> Problem: Duplicate word for word the part of the auction clearance rate article below that begins with "The waters of" and ends with "under the carpet.".

> Excerpted passage:
========================

Interpreting House Auction Clearance Rate
The auction clearance rate is the most commonly quoted indicator on the performance of the real estate market. Simplistically, if the clearance is high, the market is doing okay. If the clearance rate is low, say below 50%, the market is in trouble.
Prior to looking at the accuracy of the auction clearance rate as a market guide, it’s worth looking at how and why the clearance rate has become the indicator of choice, over all others.
Getting reliable and accurate data on the real estate market is near impossible. Unlike the stock market which is dynamic and real time in the manner it reflects price, the reporting of results in real estate is cumbersome and slow. There is no centralised point or organisation where all sales results are collated, to offer accurate and insightful perspective on how the market is performing, at that point in time.
Sales results are only publicly available upon settlement of the sale. The actual exchange of contracts could have happened 3 or 4 months prior to the result being reported.
The only way to have total clarity in the real estate market is if it were compulsory for every transaction to be reported at the time of sale, to a centralised reporting point. The market could then be assessed in real time. A good idea in theory. But the desire for accuracy in the market clashes with an individual’s right to privacy and anonymity in regards to their personal affairs.
Therefore the auction clearance rate is used as a key market indicator of the real estate market, first and foremost because it is in real time. The weekend auction results are collated from across the city on Saturday night and carried by the media in the Sunday and Monday press.
Pundits stroke their chin drawing conclusions on what can be read into the week’s auction results. Economists, market watchers, the media at large and consumers draw sweeping comments and conclusions. Interpreting the Auction Clearance Rate.
So what does the auction clearance rate really tell us each week?
It informs us to the percentage of buyers that have offered a price that the seller found acceptable. In isolation, a high clearance rate does not suggest that prices are rising or falling. It does not suggest that the seller got a good or a bad price, it simply tells you what percentage of sellers got an acceptable price – a buyer that met their reserve price. If the market is falling, buyers will be reluctant to meet the seller’s reserve price, causing the auction clearance rate to drop. This is why a low clearance rate is loosely seen as an indicator of a soft or falling market.
If the market is rising, buyers will happily pay the seller’s reserve and more if that is what’s required to be the highest bidder. High clearance rates and stories of properties selling above the reserve price are all symptoms of a rising market. Given the reserve price is the sellers bottom line and is set by the seller; it can be a mistake to over analyse the auction clearance rate as a key market indicator. Certainly, if all auction campaigns were reported, the auction clearance rate has a place as a market indicator.
The waters of accuracy are muddied though when agents fail to report failed auction campaigns in order to bump up the clearance rate.
To further illustrate why the auction clearance rate is a poor market indicator of the real estate market, you only need to look at the number of properties that sell by negotiation as opposed to public auction. In most areas, the number of auction sales represents about 30% of all transactions. This is a statistical fact, not a personal opinion. It is a little secret the real estate industry tends to brush under the carpet.
As either a buyer or a seller, to accurately gauge the market conditions, on a local level, attend inspections and auctions to see for yourself what is really happening in the market. It is time consuming, but the more closely you follow the stock on market and subsequent sales results, the better read you will have on the current market conditions. It is better to invest the time and energy getting the facts rather than being potentially misled by industry spin.

========================

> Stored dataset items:

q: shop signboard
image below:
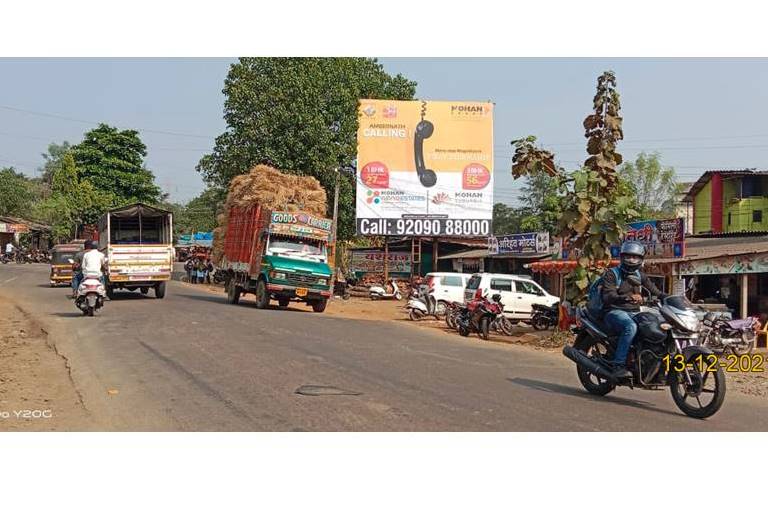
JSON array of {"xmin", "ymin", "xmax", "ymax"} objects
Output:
[
  {"xmin": 488, "ymin": 232, "xmax": 549, "ymax": 255},
  {"xmin": 675, "ymin": 253, "xmax": 768, "ymax": 275},
  {"xmin": 349, "ymin": 250, "xmax": 411, "ymax": 274}
]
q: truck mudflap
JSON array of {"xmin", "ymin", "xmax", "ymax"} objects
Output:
[{"xmin": 267, "ymin": 284, "xmax": 331, "ymax": 298}]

========================

> Result for this task:
The waters of accuracy are muddied though when agents fail to report failed auction campaigns in order to bump up the clearance rate.
To further illustrate why the auction clearance rate is a poor market indicator of the real estate market, you only need to look at the number of properties that sell by negotiation as opposed to public auction. In most areas, the number of auction sales represents about 30% of all transactions. This is a statistical fact, not a personal opinion. It is a little secret the real estate industry tends to brush under the carpet.